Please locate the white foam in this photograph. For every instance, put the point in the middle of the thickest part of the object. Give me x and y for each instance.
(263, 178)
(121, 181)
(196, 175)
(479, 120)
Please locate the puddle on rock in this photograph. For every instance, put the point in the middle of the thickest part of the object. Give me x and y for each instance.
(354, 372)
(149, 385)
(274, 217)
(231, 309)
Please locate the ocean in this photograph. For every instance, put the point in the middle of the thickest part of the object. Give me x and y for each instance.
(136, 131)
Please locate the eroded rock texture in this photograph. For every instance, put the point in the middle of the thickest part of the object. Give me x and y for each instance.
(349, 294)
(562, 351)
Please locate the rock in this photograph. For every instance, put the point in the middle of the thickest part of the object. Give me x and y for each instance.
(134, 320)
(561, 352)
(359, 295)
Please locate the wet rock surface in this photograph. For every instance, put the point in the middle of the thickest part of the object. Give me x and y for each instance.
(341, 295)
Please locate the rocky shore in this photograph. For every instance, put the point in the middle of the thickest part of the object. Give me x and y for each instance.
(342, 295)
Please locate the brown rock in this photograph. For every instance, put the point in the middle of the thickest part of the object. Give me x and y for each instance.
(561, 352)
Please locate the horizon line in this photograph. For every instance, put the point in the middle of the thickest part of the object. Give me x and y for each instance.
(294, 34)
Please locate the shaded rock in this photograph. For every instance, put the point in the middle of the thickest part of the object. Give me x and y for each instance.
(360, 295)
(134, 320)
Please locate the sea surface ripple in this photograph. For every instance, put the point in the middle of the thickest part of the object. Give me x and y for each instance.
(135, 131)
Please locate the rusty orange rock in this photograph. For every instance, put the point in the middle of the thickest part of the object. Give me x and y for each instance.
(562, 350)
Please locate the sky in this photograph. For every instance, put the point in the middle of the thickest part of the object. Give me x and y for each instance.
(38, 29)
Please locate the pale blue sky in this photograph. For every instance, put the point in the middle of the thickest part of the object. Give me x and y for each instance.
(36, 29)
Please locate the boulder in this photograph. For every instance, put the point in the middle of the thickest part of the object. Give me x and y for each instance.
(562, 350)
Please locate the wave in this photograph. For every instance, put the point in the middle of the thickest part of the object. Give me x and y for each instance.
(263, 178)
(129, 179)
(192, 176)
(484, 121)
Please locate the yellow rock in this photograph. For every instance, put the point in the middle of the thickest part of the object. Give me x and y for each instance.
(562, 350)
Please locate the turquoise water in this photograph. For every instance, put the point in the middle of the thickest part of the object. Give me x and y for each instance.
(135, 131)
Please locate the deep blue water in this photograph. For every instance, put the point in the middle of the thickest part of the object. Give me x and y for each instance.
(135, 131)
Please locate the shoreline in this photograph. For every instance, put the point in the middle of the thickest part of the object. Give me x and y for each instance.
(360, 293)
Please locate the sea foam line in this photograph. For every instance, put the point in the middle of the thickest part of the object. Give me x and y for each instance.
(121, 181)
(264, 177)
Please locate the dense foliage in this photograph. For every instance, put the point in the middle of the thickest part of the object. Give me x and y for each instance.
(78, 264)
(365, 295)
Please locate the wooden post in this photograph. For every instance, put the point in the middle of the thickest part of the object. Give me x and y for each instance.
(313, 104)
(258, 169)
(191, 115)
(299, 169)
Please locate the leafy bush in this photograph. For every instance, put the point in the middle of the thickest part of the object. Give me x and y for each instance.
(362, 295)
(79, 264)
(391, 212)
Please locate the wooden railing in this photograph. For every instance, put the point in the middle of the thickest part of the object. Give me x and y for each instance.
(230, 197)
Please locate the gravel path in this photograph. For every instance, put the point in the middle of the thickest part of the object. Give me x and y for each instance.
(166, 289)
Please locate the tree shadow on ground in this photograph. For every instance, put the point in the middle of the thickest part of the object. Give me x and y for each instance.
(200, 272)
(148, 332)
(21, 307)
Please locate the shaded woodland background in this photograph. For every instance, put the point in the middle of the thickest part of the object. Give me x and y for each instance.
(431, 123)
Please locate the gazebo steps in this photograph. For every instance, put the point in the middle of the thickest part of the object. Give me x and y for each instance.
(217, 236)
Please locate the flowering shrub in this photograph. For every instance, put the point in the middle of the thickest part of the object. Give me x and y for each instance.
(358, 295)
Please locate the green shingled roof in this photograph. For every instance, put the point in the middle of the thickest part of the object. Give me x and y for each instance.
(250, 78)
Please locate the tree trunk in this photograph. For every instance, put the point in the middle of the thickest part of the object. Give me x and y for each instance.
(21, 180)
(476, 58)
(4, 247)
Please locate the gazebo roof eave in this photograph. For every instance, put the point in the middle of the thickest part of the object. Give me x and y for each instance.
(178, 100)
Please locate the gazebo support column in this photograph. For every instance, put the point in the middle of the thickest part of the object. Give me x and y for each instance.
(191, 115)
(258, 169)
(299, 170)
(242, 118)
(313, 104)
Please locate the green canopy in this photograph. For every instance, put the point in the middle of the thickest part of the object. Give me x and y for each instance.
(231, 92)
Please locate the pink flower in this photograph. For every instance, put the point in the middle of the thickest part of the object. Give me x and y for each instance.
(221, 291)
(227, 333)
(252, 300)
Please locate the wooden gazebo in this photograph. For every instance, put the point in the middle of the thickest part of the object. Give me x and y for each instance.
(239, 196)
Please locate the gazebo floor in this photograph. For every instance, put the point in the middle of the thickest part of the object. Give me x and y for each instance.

## Given instruction
All of the material above needs to be copied exactly.

## Answer for this exercise
Please locate the white foam in this photograph. For every instance, put the point in the middle of the thickest part of the object. Give me x and y for each instance.
(263, 178)
(121, 181)
(196, 175)
(479, 120)
Please locate the puddle on rock in this photograph. For every instance, put the point in the middle of the thickest part of the object. Give me x and y for each instance.
(354, 372)
(149, 385)
(274, 217)
(231, 309)
Please locate the ocean in this photograph. For every instance, put the point in the middle of the thickest part of the object. Give me x and y for each instance.
(136, 131)
Please locate the eroded rock texture in this photograph. For every instance, put the point in the middle of the thickest part of the object. Give me x and y for each instance.
(349, 294)
(562, 351)
Please locate the rock in this photograph. For every instance, put the point in the middle of the thickest part of the object. Give me x and y for each instance.
(134, 320)
(561, 352)
(359, 295)
Please locate the wet rock surface in this photograph. For every instance, put the point in the middle of the thickest part of the object. Give me x and y for each instance.
(341, 295)
Please locate the rocky shore in this photograph. For every instance, put the point in the middle of the thickest part of the object. Give me x and y for each instance.
(342, 295)
Please locate the brown rock in this photograph. For every instance, put the point in the middle of the thickest part of the object. Give me x and y for each instance.
(561, 352)
Please locate the horizon line in this photograph. For every instance, put the point in the middle of the thickest part of the object. Give me x and y for each instance.
(294, 34)
Please locate the shaded rock in this photograph. For every instance, put the point in the middle of the thickest part of the object. Give me x and y for each instance.
(360, 295)
(134, 320)
Please locate the sea surface ripple in this photograph. For every instance, put the point in the middle of the thickest part of the object. Give me x and y for each instance.
(135, 131)
Please locate the rusty orange rock in this photograph. For every instance, put the point in the middle of the thickest part of the object. Give me x and y for each instance.
(562, 350)
Please locate the sky in this photograph. For every instance, put the point in the middle of the thickest part of the object. Give me x and y for each instance.
(38, 29)
Please locate the pale blue sky in this photograph. For every instance, put the point in the middle of the thickest part of the object. Give me x and y for each instance.
(36, 29)
Please locate the boulder in this photograph. For every instance, put the point in the middle of the thickest part of the object. Give me x and y for each instance.
(562, 350)
Please locate the wave in this photograph. For every instance, put the point in the middle of the thickest part of the object. Give me x and y for each instance.
(263, 178)
(129, 179)
(192, 176)
(484, 121)
Please locate the yellow rock in this photograph. For every instance, put the point in the middle of the thickest part of the object. Give me x and y for each instance.
(562, 350)
Please locate the turquoise water in this photograph. For every instance, put the point in the middle of the thickest part of the object. Give me x and y for each instance.
(135, 131)
Please locate the deep blue water in this photograph. For every instance, put the point in the middle of the thickest part of the object. Give me x and y for each instance.
(135, 131)
Please locate the shoreline in this photograph. For every instance, put the point in the middle of the thickest part of the object. Give me x and y for each instance.
(360, 293)
Please locate the sea foam line in this photograph. For every instance, put the point in the middle of the thickest part of the object. Give me x and y for each instance.
(121, 181)
(264, 177)
Please locate the dense foliage in this photograph. For every instance, put the point in the middle of the thickest part of the object. Give me x and y for each instance.
(78, 264)
(365, 295)
Please locate the wooden post in this photograph. For every instance, put the point in the middle of the thickest part of the object. Give me x and y for each instance.
(313, 104)
(258, 169)
(191, 115)
(299, 169)
Please locate the leafy bush in this photograph. For every instance, put the point in the middle of the thickest part of the object. Give me x and y for each instance.
(362, 295)
(79, 264)
(391, 212)
Please locate the wooden railing in this photograph. For every instance, put the point in the middle of the thickest part of the object. Give me x and y for each instance.
(230, 197)
Please locate the gravel path in this photograph. For every instance, put the point in the middle of the thickest part of the object. Give me x and y for each instance.
(166, 289)
Please locate the tree shadow on ground in this photograph. For every instance, put the point in the middle of the thickest part of the object. Give me x and y for each instance.
(200, 272)
(148, 332)
(21, 307)
Please locate the shaded woodland background in this photograph. For every instance, put the point in the middle of the thickest part of the object. Give me x and y for each instance.
(431, 123)
Please locate the gazebo steps in this photograph. For every instance, put the point in the middle of the thickest part of the object. Give me x and y for each instance.
(217, 236)
Please locate the flowering shrub in this photograph. For every instance, put the point in the middle of the thickest part of the object. Give me x and y for each instance.
(358, 295)
Please locate the green shingled roof in this photograph. For every instance, put the point in the middle of the thickest part of the object. Give me x and y for each instance.
(250, 78)
Please locate the tree trunk in this photograph. For every instance, put the point in the middle of the thickest part of the object. Give me x and y for each instance.
(21, 180)
(476, 58)
(4, 247)
Please locate the gazebo roof eave in this photograph. For every instance, put the point in the middle of the thickest part of the object. Give me x and y for each instance.
(178, 100)
Please locate the gazebo support column in this photograph. For every instance, put the point in the middle of the thickest part of the object. Give me x and y for each instance.
(191, 115)
(258, 169)
(299, 170)
(242, 118)
(313, 104)
Please locate the green canopy in this photograph. For every instance, put the point in the middle of the thickest part of the object. Give me x and y for each instance.
(231, 92)
Please locate the pink flower in this photograph. For every instance, put the point in the middle of the thickest part of the object. Give me x and y for each instance.
(221, 291)
(227, 333)
(252, 300)
Please locate the wooden gazebo in this photograph. For every instance, put the point in the middle of the thickest part of the object. Give me x and y for each instance.
(239, 196)
Please locate the gazebo floor in this photograph. For every instance, put the point in the middle of the thickest part of the object. Give me x and y for each instance.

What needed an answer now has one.